— TRECHO DO DOCUMENTO —
####################

Para cultivar a inteligência era preciso antes cultivar as forças que o aluno deveria governar. O exercício do corpo deveria ser contínuo, para que este ficasse robusto e sadio. Trabalhar, agir, correr e gritar são fontes de vigor para o homem. Com o vigor viria também a razão. O exercício do corpo, de forma alguma, prejudica as operações do espírito. As forças do corpo e da razão devem ser combinadas para que uma não sobreponha a outra. Na educação proposta por Rousseau, o fundamental era possibilitar às crianças mais liberdade e menos domínio. As crianças deviam fazer mais por si e exigir menos dos outros, “acostumando-se cedo a limitar os seus desejos às suas forças, pouco sentirão a privação do que não tiver em seu poder” (ROUSSEAU, 2004, p. 58). Desta forma, a liberdade vivenciada pela criança pouco a pouco se transformaria em auto-suficiência.

A experimentação sensorial, o fortalecimento da vontade e a proteção contra os vícios dos costumes civis eram as prioridades na educação da primeira infância. “Esse é o meio de um dia obter o que acreditamos ser incompatível e o que quase todos os grandes homens reuniram a força do corpo e a força da alma, a razão de um sábio e o vigor de um atleta. (...) Jamais conseguireis criar homens sensatos se antes não criardes moleques” (ROUSSEAU, 2004, p. 139).

2.2 Concepção de Infância
Existe uma coerência intrínseca entre a concepção de homem, proposta no “Discurso sobre a origem e os fundamentos da desigualdade entre os homens”, e a de infância, desenvolvida por Rousseau na obra Emílio ou Da Educação. As idéias da bondade e da liberdade original inscrita no homem natural deram base ao seu entendimento sobre a infância. Por tal, novamente Rousseau se opôs a Hobbes ao propor suas teses educativas, dizendo: “respeitai a infância e não vos apresseis em julgá-la, quer para bem, quer para o mal” (ROUSSEAU, 2004, p. 119). Na sua visão, Hobbes dizia algo absolutamente contraditório ao chamar o mau de criança robusta. A criança não deveria receber um julgamento a priori. Para refutar os argumentos de Hobbes, ele dizia:

Toda maldade vem da fraqueza; a criança só é má porque é fraca. Tornai-a forte e ela se tornará boa. Aquele que tudo pudesse jamais faria o mal. De todos os atributos da divindade todo-poderosa, a bondade é aquele sem o qual menos podemos concebê-la. Todos os povos que reconhecem dois princípios sempre consideram o mau como inferior ao bom, sem o que teriam feito uma suposição absurda. (...) Só a razão nos ensina a conhecer o bem e o mal. A consciência que nos faz amar a um e a odiar ao outro, embora independente da razão, não pode, pois, desenvolver-se sem ela. Antes da idade da razão, fazemos o bem e o mal sem sabê-lo, e não há moralidade em nossas ações, embora às vezes ela exista no sentimento das ações de outrem que se relacionam conosco (ROUSSEAU, 2004, p. 56).

####################

— DADOS FORNECIDOS —
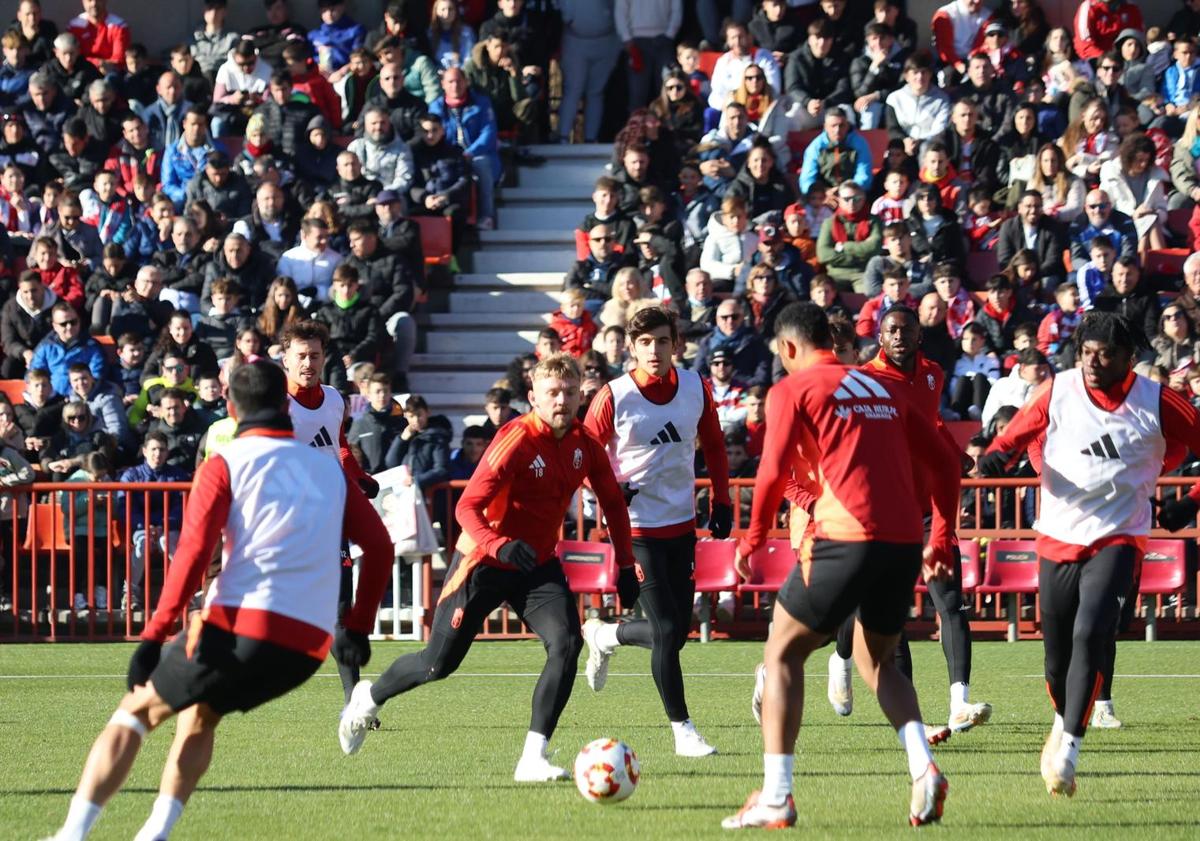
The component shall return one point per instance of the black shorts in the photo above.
(228, 672)
(839, 577)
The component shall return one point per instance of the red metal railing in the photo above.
(75, 538)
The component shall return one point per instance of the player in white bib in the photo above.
(318, 415)
(1101, 432)
(649, 421)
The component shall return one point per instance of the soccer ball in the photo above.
(606, 770)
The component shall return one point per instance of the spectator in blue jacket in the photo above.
(838, 154)
(337, 36)
(187, 156)
(66, 346)
(471, 125)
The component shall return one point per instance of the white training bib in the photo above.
(321, 427)
(1099, 468)
(654, 449)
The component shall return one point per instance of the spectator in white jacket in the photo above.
(385, 157)
(647, 28)
(918, 110)
(729, 70)
(730, 244)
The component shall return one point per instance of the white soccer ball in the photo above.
(606, 770)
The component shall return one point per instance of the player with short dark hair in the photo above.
(1098, 436)
(868, 457)
(268, 619)
(649, 421)
(511, 512)
(900, 362)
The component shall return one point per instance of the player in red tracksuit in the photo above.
(900, 364)
(870, 454)
(1101, 436)
(511, 512)
(268, 619)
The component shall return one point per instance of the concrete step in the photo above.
(489, 320)
(555, 151)
(503, 342)
(459, 361)
(522, 236)
(558, 216)
(497, 260)
(547, 281)
(550, 192)
(474, 383)
(507, 301)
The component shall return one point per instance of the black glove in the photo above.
(994, 463)
(520, 554)
(720, 521)
(143, 662)
(629, 584)
(1177, 514)
(370, 486)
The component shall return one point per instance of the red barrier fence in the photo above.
(67, 553)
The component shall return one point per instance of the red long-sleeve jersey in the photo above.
(600, 422)
(522, 487)
(208, 512)
(864, 445)
(1181, 430)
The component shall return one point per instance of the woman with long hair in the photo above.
(681, 110)
(1062, 193)
(281, 310)
(1137, 187)
(1087, 143)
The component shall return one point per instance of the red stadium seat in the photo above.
(1012, 570)
(437, 239)
(769, 568)
(1163, 572)
(589, 566)
(15, 390)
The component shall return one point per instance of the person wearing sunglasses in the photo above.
(66, 344)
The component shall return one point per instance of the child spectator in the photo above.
(975, 372)
(983, 221)
(894, 204)
(574, 324)
(1095, 275)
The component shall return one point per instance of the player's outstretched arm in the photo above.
(208, 510)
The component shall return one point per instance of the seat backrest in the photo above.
(1012, 564)
(437, 239)
(970, 552)
(714, 565)
(15, 390)
(771, 565)
(1163, 569)
(588, 566)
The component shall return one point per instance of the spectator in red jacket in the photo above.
(103, 37)
(1099, 22)
(574, 324)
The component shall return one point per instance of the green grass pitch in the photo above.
(441, 767)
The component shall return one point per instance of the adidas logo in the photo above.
(1104, 448)
(667, 434)
(322, 438)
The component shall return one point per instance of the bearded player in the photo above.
(511, 512)
(1103, 432)
(649, 420)
(268, 619)
(318, 414)
(870, 452)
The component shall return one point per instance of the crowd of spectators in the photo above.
(165, 217)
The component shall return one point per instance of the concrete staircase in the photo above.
(496, 311)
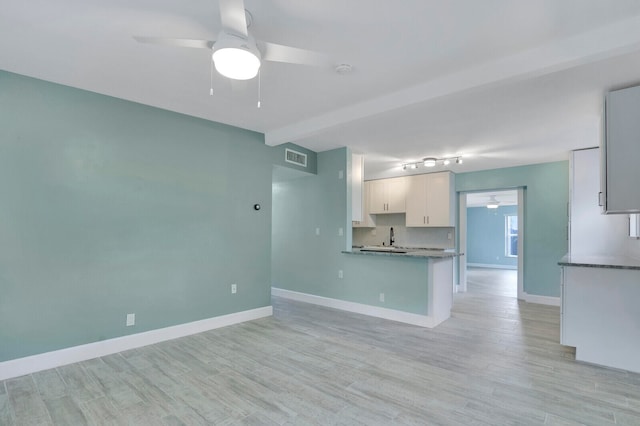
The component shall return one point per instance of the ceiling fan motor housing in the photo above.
(236, 57)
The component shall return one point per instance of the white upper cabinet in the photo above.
(430, 200)
(621, 169)
(387, 195)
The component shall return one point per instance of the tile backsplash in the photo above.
(404, 237)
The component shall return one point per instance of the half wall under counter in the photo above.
(424, 277)
(600, 313)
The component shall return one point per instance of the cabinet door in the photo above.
(621, 151)
(396, 192)
(377, 201)
(416, 200)
(438, 199)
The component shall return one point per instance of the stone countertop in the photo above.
(596, 261)
(417, 253)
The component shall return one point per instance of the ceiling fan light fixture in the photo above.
(236, 57)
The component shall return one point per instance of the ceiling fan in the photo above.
(236, 53)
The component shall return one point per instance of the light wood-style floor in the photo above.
(496, 361)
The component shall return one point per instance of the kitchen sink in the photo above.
(383, 249)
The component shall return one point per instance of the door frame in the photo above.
(462, 242)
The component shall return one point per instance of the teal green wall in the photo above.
(485, 236)
(545, 217)
(307, 263)
(110, 207)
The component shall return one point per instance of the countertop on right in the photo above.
(600, 261)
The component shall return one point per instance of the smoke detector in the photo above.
(343, 69)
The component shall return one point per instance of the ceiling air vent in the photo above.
(295, 157)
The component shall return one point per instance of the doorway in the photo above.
(491, 236)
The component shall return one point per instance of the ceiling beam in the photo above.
(600, 43)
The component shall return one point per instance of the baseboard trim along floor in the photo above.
(31, 364)
(542, 300)
(358, 308)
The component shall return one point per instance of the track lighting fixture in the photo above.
(432, 162)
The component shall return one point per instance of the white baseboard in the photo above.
(358, 308)
(492, 266)
(31, 364)
(542, 300)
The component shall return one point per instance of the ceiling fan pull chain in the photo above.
(259, 89)
(211, 79)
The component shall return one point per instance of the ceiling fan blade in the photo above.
(280, 53)
(178, 42)
(233, 17)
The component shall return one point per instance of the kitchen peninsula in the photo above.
(424, 275)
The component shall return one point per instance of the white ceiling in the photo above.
(502, 82)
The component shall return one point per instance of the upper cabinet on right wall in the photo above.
(430, 200)
(620, 189)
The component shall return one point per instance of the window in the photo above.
(511, 235)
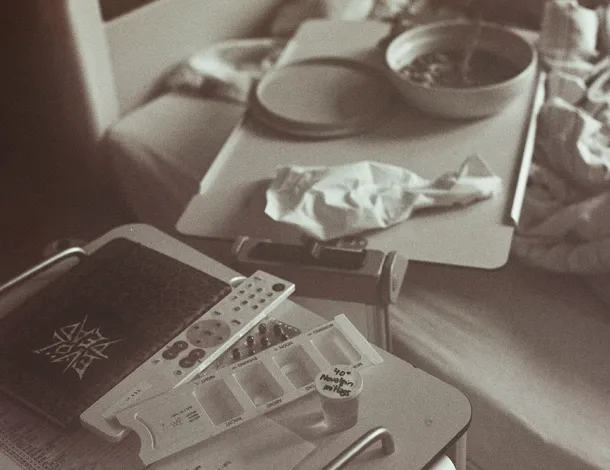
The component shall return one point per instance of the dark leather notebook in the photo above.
(69, 344)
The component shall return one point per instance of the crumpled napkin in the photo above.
(336, 201)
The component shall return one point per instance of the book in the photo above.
(69, 344)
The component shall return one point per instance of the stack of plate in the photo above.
(322, 98)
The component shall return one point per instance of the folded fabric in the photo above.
(565, 225)
(568, 30)
(227, 70)
(337, 201)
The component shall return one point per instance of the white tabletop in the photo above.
(231, 200)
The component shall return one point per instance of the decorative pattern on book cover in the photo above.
(65, 347)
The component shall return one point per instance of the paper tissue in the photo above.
(337, 201)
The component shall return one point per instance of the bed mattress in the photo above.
(530, 349)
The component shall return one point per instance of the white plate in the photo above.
(322, 97)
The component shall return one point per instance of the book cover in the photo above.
(66, 346)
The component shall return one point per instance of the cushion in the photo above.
(161, 151)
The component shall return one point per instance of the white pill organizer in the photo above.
(205, 407)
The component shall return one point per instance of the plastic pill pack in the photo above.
(232, 395)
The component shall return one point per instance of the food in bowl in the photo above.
(446, 68)
(426, 65)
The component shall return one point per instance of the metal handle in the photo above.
(75, 251)
(359, 445)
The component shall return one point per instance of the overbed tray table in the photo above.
(231, 199)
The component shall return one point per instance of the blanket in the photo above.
(565, 224)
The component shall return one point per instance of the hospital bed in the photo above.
(529, 348)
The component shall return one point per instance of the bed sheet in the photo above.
(530, 349)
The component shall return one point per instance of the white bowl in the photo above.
(466, 102)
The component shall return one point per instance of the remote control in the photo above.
(190, 352)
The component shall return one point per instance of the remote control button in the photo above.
(170, 353)
(180, 345)
(186, 362)
(196, 353)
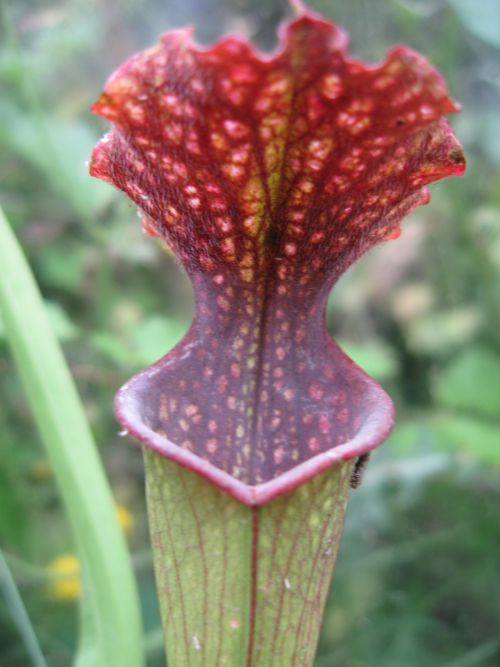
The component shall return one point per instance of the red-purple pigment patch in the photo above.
(268, 177)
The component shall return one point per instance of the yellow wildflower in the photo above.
(125, 519)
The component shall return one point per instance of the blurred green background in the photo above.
(417, 583)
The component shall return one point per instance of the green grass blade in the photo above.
(110, 632)
(19, 614)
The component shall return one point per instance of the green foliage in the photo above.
(470, 382)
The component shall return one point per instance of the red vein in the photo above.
(254, 571)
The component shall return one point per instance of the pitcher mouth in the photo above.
(130, 409)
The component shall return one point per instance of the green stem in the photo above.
(110, 628)
(20, 615)
(29, 94)
(237, 585)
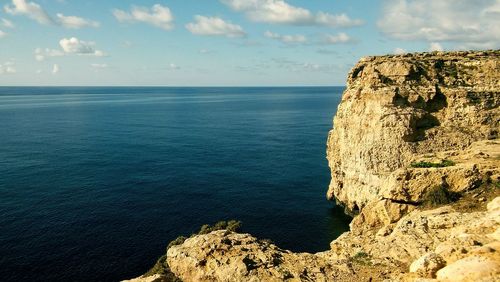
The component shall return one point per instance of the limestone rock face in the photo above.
(228, 256)
(432, 108)
(398, 107)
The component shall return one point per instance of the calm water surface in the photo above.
(94, 182)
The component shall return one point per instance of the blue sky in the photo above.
(226, 42)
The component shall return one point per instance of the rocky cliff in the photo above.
(398, 108)
(415, 154)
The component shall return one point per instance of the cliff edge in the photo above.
(415, 156)
(398, 108)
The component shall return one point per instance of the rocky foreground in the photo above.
(415, 156)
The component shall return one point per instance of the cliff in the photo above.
(398, 108)
(415, 154)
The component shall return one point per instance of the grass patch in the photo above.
(231, 225)
(362, 258)
(161, 266)
(443, 163)
(439, 195)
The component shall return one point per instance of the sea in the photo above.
(95, 181)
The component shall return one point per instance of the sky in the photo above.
(226, 42)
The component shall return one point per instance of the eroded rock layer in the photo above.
(398, 107)
(415, 153)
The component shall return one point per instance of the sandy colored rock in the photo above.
(427, 265)
(413, 222)
(228, 256)
(398, 107)
(473, 268)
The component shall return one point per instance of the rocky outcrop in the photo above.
(399, 108)
(415, 154)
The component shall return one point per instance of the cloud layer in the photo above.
(35, 12)
(287, 39)
(76, 46)
(7, 68)
(280, 12)
(214, 26)
(158, 16)
(473, 23)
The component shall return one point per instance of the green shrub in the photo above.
(161, 265)
(443, 163)
(177, 241)
(439, 195)
(362, 258)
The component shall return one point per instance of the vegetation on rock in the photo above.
(161, 266)
(443, 163)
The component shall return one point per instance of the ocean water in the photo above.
(94, 182)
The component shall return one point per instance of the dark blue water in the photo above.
(94, 182)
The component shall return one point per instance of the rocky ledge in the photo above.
(415, 157)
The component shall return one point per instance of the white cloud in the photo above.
(75, 22)
(29, 9)
(158, 15)
(279, 11)
(6, 23)
(399, 51)
(214, 26)
(435, 46)
(173, 66)
(35, 12)
(76, 46)
(55, 69)
(7, 68)
(296, 66)
(41, 54)
(288, 39)
(99, 66)
(340, 38)
(468, 22)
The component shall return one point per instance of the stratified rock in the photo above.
(228, 256)
(398, 107)
(439, 111)
(427, 265)
(473, 268)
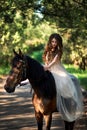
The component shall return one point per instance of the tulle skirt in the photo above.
(69, 95)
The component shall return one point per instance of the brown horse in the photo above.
(43, 84)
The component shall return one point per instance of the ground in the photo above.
(17, 112)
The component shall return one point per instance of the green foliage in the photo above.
(80, 74)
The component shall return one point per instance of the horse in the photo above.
(44, 97)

####################

— TAREFA A REALIZAR —
No trecho sobre a educação em Rousseau, quais eram as prioridades na educação da primeira infância? O material não tem relação com o trecho.

— SOLUÇÃO DO EXERCÍCIO —
A experimentação sensorial, o fortalecimento da vontade e a proteção contra os vícios dos costumes civis.